▶ STATED PROBLEM:
Retype the material in full, keeping every word the same.

▶ INPUT:
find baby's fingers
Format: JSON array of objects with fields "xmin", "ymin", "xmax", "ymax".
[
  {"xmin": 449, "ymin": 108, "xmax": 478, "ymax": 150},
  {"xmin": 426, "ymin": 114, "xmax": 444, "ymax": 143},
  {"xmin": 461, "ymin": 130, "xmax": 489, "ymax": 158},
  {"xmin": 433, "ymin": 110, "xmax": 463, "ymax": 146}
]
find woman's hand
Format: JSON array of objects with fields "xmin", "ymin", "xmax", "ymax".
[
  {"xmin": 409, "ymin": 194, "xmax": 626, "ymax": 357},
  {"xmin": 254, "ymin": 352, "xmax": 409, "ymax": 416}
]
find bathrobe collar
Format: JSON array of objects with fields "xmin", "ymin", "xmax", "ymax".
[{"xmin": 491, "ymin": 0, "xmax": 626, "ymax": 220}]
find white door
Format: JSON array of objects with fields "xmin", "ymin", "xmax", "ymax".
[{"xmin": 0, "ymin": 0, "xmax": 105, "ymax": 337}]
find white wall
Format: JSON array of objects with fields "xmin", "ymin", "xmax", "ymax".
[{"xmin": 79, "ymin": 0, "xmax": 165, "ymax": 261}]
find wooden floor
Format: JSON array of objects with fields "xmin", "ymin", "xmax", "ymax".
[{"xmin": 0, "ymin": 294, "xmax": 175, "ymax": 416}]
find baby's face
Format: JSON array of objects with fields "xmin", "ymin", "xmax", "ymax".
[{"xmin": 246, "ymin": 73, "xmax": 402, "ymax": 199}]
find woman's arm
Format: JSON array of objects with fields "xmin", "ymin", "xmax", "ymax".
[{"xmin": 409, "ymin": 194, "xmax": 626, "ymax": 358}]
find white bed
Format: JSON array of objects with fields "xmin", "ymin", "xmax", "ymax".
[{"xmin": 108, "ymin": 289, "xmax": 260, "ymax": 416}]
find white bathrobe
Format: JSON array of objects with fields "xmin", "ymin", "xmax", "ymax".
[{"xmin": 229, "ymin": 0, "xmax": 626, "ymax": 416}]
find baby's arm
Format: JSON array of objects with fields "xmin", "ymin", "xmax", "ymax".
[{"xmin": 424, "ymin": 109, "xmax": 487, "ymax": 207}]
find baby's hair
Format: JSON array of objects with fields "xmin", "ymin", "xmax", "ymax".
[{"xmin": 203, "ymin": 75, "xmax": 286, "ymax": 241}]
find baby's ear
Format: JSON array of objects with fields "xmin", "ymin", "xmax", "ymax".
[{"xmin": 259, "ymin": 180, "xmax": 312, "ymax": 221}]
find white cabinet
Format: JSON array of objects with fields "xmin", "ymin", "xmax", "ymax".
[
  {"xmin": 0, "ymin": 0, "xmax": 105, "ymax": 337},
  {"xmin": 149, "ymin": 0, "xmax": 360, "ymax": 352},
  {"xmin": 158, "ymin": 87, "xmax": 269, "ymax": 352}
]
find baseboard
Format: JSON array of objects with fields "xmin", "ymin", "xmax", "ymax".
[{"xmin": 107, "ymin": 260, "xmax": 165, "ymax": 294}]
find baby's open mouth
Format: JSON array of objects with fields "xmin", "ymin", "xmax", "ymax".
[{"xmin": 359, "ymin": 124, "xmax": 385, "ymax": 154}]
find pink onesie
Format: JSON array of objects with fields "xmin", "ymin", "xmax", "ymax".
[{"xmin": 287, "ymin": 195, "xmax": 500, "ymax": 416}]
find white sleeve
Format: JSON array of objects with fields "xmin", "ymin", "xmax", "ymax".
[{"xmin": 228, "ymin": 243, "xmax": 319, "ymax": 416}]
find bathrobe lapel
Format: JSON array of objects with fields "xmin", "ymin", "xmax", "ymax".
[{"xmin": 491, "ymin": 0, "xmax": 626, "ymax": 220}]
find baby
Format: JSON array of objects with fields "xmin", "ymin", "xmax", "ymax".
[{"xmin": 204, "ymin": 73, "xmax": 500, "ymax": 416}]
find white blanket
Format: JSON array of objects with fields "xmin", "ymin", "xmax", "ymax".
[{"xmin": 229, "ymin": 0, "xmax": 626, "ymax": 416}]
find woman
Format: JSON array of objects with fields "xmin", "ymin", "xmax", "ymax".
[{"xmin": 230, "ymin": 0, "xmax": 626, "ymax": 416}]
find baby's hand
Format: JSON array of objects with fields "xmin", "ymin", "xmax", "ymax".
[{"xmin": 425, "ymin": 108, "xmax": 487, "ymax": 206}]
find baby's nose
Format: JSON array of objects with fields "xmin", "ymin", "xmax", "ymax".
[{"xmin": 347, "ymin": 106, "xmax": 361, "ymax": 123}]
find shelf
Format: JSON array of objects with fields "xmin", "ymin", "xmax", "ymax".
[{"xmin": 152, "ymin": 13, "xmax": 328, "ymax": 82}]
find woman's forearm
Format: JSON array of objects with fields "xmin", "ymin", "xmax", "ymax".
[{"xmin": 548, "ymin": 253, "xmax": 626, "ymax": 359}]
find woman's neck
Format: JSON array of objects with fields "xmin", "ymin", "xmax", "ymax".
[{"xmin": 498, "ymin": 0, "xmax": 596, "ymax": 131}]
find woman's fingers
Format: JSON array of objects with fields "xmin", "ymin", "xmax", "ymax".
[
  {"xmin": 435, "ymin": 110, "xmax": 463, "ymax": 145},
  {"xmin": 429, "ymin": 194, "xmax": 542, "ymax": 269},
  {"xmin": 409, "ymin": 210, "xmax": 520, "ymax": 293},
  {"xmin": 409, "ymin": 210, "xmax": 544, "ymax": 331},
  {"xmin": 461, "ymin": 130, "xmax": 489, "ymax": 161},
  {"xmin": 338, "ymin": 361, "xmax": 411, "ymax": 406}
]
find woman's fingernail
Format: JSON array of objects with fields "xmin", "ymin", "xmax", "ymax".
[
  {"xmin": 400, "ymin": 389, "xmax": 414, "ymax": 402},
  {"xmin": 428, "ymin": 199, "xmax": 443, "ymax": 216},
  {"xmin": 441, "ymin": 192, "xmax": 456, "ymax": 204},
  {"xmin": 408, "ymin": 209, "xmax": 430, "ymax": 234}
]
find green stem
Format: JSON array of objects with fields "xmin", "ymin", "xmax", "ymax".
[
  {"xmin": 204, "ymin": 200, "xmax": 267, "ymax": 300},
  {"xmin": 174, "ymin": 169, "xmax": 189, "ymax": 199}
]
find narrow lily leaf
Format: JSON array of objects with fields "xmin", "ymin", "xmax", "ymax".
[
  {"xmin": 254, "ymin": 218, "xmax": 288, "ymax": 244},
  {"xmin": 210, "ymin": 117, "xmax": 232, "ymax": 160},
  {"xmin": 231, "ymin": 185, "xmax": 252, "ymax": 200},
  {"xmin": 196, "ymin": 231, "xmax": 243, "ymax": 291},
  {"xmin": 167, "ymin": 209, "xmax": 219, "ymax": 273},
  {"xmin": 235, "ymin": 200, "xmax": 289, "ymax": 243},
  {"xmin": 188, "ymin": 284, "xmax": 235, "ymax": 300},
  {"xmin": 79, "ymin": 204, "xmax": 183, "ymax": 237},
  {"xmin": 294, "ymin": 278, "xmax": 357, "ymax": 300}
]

▶ ANSWER TO THE EXERCISE:
find baby's fingers
Format: JSON array of objects with fields "xmin", "ymin", "xmax", "ymax".
[
  {"xmin": 449, "ymin": 108, "xmax": 478, "ymax": 150},
  {"xmin": 426, "ymin": 114, "xmax": 444, "ymax": 143},
  {"xmin": 461, "ymin": 130, "xmax": 489, "ymax": 158},
  {"xmin": 433, "ymin": 110, "xmax": 463, "ymax": 146}
]
find woman's hand
Format: JSON array of objects with fields "xmin", "ymin", "xmax", "ymax".
[
  {"xmin": 409, "ymin": 194, "xmax": 626, "ymax": 357},
  {"xmin": 254, "ymin": 352, "xmax": 409, "ymax": 416}
]
find bathrobe collar
Format: JSON array of objects with fields "xmin", "ymin", "xmax", "ymax".
[{"xmin": 491, "ymin": 0, "xmax": 626, "ymax": 220}]
find white door
Format: JSON array of objects with fields "xmin", "ymin", "xmax", "ymax".
[{"xmin": 0, "ymin": 0, "xmax": 105, "ymax": 337}]
find white wall
Format: JSON array of objects with fields "xmin", "ymin", "xmax", "ymax".
[{"xmin": 79, "ymin": 0, "xmax": 165, "ymax": 261}]
find wooden floor
Format: JSON array of objects with fields "xmin", "ymin", "xmax", "ymax".
[{"xmin": 0, "ymin": 294, "xmax": 175, "ymax": 416}]
find baby's face
Format: JSON array of objects with fields "xmin", "ymin", "xmax", "ymax".
[{"xmin": 246, "ymin": 73, "xmax": 402, "ymax": 199}]
find woman's arm
Format: JSON array of objects with fields "xmin", "ymin", "xmax", "ymax".
[{"xmin": 409, "ymin": 194, "xmax": 626, "ymax": 358}]
find white bed
Format: JSON array of objects with fields "xmin", "ymin", "xmax", "ymax".
[{"xmin": 108, "ymin": 289, "xmax": 260, "ymax": 416}]
find white bathrobe
Format: JSON array of objects with fields "xmin", "ymin", "xmax", "ymax".
[{"xmin": 229, "ymin": 0, "xmax": 626, "ymax": 416}]
find baby's arm
Format: JSON array of objects with fields "xmin", "ymin", "xmax", "ymax".
[{"xmin": 424, "ymin": 109, "xmax": 487, "ymax": 207}]
find baby's hair
Format: JSON array of objects with fields "xmin", "ymin", "xmax", "ymax".
[{"xmin": 203, "ymin": 75, "xmax": 286, "ymax": 241}]
find baby's ear
Format: JSON array of objects with fields "xmin", "ymin", "xmax", "ymax".
[{"xmin": 259, "ymin": 180, "xmax": 312, "ymax": 221}]
find white cabinet
Format: JSON array of objects with fields "xmin", "ymin", "xmax", "ymax".
[
  {"xmin": 0, "ymin": 0, "xmax": 105, "ymax": 337},
  {"xmin": 149, "ymin": 0, "xmax": 360, "ymax": 352},
  {"xmin": 158, "ymin": 87, "xmax": 269, "ymax": 352}
]
find baseboard
Format: JSON array of objects with fields "xmin", "ymin", "xmax", "ymax".
[{"xmin": 107, "ymin": 260, "xmax": 165, "ymax": 294}]
find baby's open mouth
Format: JSON array of objects with fields "xmin", "ymin", "xmax", "ymax".
[{"xmin": 359, "ymin": 124, "xmax": 385, "ymax": 154}]
find pink onesie
Format: JSON array of objects with fields "xmin", "ymin", "xmax", "ymax".
[{"xmin": 287, "ymin": 195, "xmax": 500, "ymax": 416}]
find white sleeve
Format: JSON array of objects with fields "xmin", "ymin", "xmax", "ymax".
[{"xmin": 228, "ymin": 243, "xmax": 319, "ymax": 416}]
find bathrobe lapel
Format: JSON array of objects with fields "xmin", "ymin", "xmax", "ymax".
[{"xmin": 491, "ymin": 0, "xmax": 626, "ymax": 220}]
find baby
Format: JSON array of objects with fields "xmin", "ymin", "xmax", "ymax".
[{"xmin": 204, "ymin": 73, "xmax": 500, "ymax": 416}]
find white blanket
Format: JSON array of objects with fields "xmin", "ymin", "xmax", "ymax".
[{"xmin": 229, "ymin": 0, "xmax": 626, "ymax": 416}]
find woman
Format: JSON array of objects with fields "xmin", "ymin", "xmax", "ymax".
[{"xmin": 230, "ymin": 0, "xmax": 626, "ymax": 416}]
find baby's hand
Format: JSON array of objects with fields "xmin", "ymin", "xmax", "ymax".
[{"xmin": 425, "ymin": 108, "xmax": 487, "ymax": 206}]
find baby's nose
Format: JSON array of objects with fields "xmin", "ymin", "xmax", "ymax".
[{"xmin": 347, "ymin": 106, "xmax": 361, "ymax": 123}]
find shelf
Format: JSON array of objects with fields "xmin", "ymin", "xmax", "ymax".
[{"xmin": 152, "ymin": 13, "xmax": 328, "ymax": 82}]
find woman's forearm
Format: JSON array of objects with fields "xmin", "ymin", "xmax", "ymax".
[{"xmin": 548, "ymin": 253, "xmax": 626, "ymax": 359}]
find woman's neck
Format: JSON array of objects with fields "xmin", "ymin", "xmax", "ymax".
[{"xmin": 498, "ymin": 0, "xmax": 596, "ymax": 131}]
find woman's fingers
Format: JSON array of objects with fields "xmin", "ymin", "xmax", "ymax".
[
  {"xmin": 435, "ymin": 110, "xmax": 463, "ymax": 145},
  {"xmin": 429, "ymin": 194, "xmax": 542, "ymax": 269},
  {"xmin": 409, "ymin": 210, "xmax": 520, "ymax": 293},
  {"xmin": 409, "ymin": 210, "xmax": 544, "ymax": 331},
  {"xmin": 461, "ymin": 130, "xmax": 489, "ymax": 161},
  {"xmin": 338, "ymin": 361, "xmax": 411, "ymax": 406}
]
find woman's fingernail
Format: JSON array of objects with fields "xmin", "ymin", "xmax", "ymax".
[
  {"xmin": 400, "ymin": 389, "xmax": 414, "ymax": 402},
  {"xmin": 428, "ymin": 199, "xmax": 443, "ymax": 216},
  {"xmin": 441, "ymin": 192, "xmax": 456, "ymax": 204},
  {"xmin": 408, "ymin": 209, "xmax": 430, "ymax": 234}
]
find green stem
Format: JSON array of objects with fields "xmin", "ymin", "xmax", "ymax".
[
  {"xmin": 204, "ymin": 200, "xmax": 267, "ymax": 300},
  {"xmin": 174, "ymin": 169, "xmax": 189, "ymax": 199}
]
find narrow lily leaf
Format: JSON array of objects with fields "xmin", "ymin", "xmax", "ymax".
[
  {"xmin": 254, "ymin": 218, "xmax": 288, "ymax": 244},
  {"xmin": 210, "ymin": 117, "xmax": 232, "ymax": 160},
  {"xmin": 231, "ymin": 185, "xmax": 252, "ymax": 200},
  {"xmin": 196, "ymin": 231, "xmax": 243, "ymax": 291},
  {"xmin": 167, "ymin": 209, "xmax": 219, "ymax": 273},
  {"xmin": 235, "ymin": 200, "xmax": 289, "ymax": 243},
  {"xmin": 188, "ymin": 284, "xmax": 235, "ymax": 300},
  {"xmin": 79, "ymin": 204, "xmax": 183, "ymax": 237},
  {"xmin": 294, "ymin": 278, "xmax": 357, "ymax": 300}
]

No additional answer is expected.